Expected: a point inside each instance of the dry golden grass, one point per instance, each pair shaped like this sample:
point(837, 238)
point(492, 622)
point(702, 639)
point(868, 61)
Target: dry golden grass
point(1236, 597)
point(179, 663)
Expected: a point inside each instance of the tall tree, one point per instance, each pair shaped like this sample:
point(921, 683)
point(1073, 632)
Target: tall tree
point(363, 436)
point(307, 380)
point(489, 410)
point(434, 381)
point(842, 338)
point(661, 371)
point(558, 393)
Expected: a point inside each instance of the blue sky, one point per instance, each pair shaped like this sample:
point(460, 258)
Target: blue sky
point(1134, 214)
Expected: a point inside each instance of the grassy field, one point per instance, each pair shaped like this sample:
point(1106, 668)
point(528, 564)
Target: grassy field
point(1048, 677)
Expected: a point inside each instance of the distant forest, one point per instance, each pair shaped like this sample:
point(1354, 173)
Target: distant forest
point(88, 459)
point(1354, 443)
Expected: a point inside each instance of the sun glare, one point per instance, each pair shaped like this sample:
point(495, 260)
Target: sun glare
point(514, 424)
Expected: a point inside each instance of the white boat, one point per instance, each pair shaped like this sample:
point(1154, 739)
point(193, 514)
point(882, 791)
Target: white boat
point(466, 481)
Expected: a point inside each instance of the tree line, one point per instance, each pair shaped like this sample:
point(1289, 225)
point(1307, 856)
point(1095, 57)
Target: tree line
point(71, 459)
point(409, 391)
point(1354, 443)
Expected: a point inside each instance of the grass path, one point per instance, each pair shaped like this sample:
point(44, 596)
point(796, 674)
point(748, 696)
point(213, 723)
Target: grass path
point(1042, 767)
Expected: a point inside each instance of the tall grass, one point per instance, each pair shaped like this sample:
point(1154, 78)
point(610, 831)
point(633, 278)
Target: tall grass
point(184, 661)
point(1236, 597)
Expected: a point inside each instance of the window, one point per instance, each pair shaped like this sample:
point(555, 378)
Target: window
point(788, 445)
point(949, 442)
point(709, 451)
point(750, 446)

++++

▶ **Short problem**
Return the records from their first line through the line containing "point(558, 393)", inclusive, reproducing each line without any change.

▶ **Finished task**
Expected: a point inside each instance of the dry golden grass, one point per instance, each pair shaped like this sample:
point(837, 238)
point(492, 622)
point(702, 639)
point(868, 61)
Target: dry golden grass
point(1236, 597)
point(179, 663)
Expected: a point inside each instance of the tall tree, one point per instance, each pair shaped like this sample:
point(921, 683)
point(1073, 632)
Target: tall tree
point(363, 436)
point(307, 380)
point(489, 410)
point(434, 381)
point(842, 338)
point(661, 371)
point(558, 393)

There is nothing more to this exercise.